Rows from an object pointing dataset:
::::::
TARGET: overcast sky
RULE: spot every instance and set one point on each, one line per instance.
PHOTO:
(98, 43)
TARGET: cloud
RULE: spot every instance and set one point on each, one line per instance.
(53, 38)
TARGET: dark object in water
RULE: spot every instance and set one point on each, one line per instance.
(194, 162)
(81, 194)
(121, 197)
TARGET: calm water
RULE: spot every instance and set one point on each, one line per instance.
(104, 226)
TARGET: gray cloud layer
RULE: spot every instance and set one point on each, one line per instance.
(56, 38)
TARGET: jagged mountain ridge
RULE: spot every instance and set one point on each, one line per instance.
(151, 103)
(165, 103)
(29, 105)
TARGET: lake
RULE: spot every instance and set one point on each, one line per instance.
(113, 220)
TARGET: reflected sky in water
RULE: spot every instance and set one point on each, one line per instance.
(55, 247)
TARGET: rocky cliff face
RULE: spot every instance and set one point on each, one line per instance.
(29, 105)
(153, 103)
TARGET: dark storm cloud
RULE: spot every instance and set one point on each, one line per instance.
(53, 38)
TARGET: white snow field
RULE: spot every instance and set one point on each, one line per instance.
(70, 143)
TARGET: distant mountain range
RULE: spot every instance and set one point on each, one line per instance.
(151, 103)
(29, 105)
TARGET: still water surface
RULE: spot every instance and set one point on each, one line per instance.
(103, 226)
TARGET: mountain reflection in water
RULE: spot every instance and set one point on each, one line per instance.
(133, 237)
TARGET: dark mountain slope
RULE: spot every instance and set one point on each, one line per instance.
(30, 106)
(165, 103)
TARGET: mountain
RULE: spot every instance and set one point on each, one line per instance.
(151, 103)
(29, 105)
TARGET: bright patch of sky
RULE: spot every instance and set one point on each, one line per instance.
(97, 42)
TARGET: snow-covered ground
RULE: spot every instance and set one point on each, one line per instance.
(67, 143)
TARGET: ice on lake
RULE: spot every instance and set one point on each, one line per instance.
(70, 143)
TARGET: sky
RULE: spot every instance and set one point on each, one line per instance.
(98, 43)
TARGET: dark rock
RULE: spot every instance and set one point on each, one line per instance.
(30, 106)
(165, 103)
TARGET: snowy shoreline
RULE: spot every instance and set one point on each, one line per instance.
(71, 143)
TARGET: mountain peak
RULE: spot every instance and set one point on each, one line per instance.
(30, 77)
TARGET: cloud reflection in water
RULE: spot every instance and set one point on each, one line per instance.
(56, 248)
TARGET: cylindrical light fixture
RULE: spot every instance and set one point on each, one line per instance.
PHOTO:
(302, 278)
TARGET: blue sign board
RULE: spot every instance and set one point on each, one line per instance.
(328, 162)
::::::
Format all of the rows above as a numbered list, leaving out blank lines.

1. TARGET: overcast sky
2. RULE: spot every instance and set one point on each, one line per instance.
3. PHOTO:
4. (98, 43)
5. TARGET: cloud
6. RULE: spot every instance and set one point on each, one line per instance.
7. (53, 38)
8. TARGET: dark object in water
9. RULE: spot every instance and set one point on each, one line per instance.
10. (194, 162)
11. (81, 194)
12. (121, 197)
13. TARGET: calm water
14. RULE: spot every instance and set one point on each, one line per instance.
15. (104, 226)
16. TARGET: gray cloud layer
17. RULE: spot every instance and set one point on each, one line per instance.
18. (56, 38)
19. TARGET: jagged mountain ridge
20. RULE: spot every instance and set one point on each, one line per instance.
21. (151, 103)
22. (165, 103)
23. (29, 105)
24. TARGET: lake
25. RULE: spot every instance and set one point on each, one line per instance.
26. (113, 220)
27. TARGET: reflected sky in water
28. RULE: spot every instance and set one point on each, one line per instance.
29. (55, 247)
30. TARGET: rocky cliff face
31. RULE: spot every instance and set one point on each, one line per instance.
32. (29, 105)
33. (153, 103)
34. TARGET: dark storm cloud
35. RULE: spot every instance and set one point on each, one line per instance.
36. (53, 38)
37. TARGET: white snow field
38. RULE: spot every instance and set one point on each, one line per instance.
39. (70, 143)
40. TARGET: distant mountain range
41. RULE: spot every instance and set one point on each, one line per instance.
42. (151, 103)
43. (29, 105)
44. TARGET: still water surface
45. RULE: spot every instance and set one point on each, one line per instance.
46. (103, 226)
47. TARGET: mountain reflection in water
48. RULE: spot every instance and set one point on each, one line per instance.
49. (133, 237)
50. TARGET: dark mountain slope
51. RULE: spot every instance and set one point on each, one line per instance.
52. (30, 106)
53. (165, 103)
54. TARGET: mountain
55. RULE: spot every instance and set one point on each, one line per instance.
56. (151, 103)
57. (29, 105)
58. TARGET: bright patch of sky
59. RULE: spot every instance and set one point on each, one line per instance.
60. (97, 42)
61. TARGET: snow-covered ground
62. RULE: spot every instance and set one point on each, one line per instance.
63. (67, 143)
64. TARGET: ice on lake
65. RULE: spot every instance and set one point on each, one line per instance.
66. (70, 143)
67. TARGET: sky
68. RULE: spot every instance and set one point on each, one line per instance.
69. (98, 43)
70. TARGET: dark rock
71. RULE: spot every instance and set one point on each, one line per instance.
72. (30, 106)
73. (165, 103)
74. TARGET: snowy shoreline
75. RULE: spot every instance and set one point on each, one line per instance.
76. (71, 143)
77. TARGET: mountain peak
78. RULE: spot every instance and set one point on each, one line per instance.
79. (30, 77)
80. TARGET: cloud reflection in water
81. RULE: spot every instance and set one point on each, one line per instance.
82. (56, 248)
83. TARGET: cylindrical light fixture
84. RULE: spot every instance and set one point on each, one line per instance.
85. PHOTO:
86. (302, 278)
87. TARGET: blue sign board
88. RULE: spot every instance and set one point on each, one line per instance.
89. (328, 162)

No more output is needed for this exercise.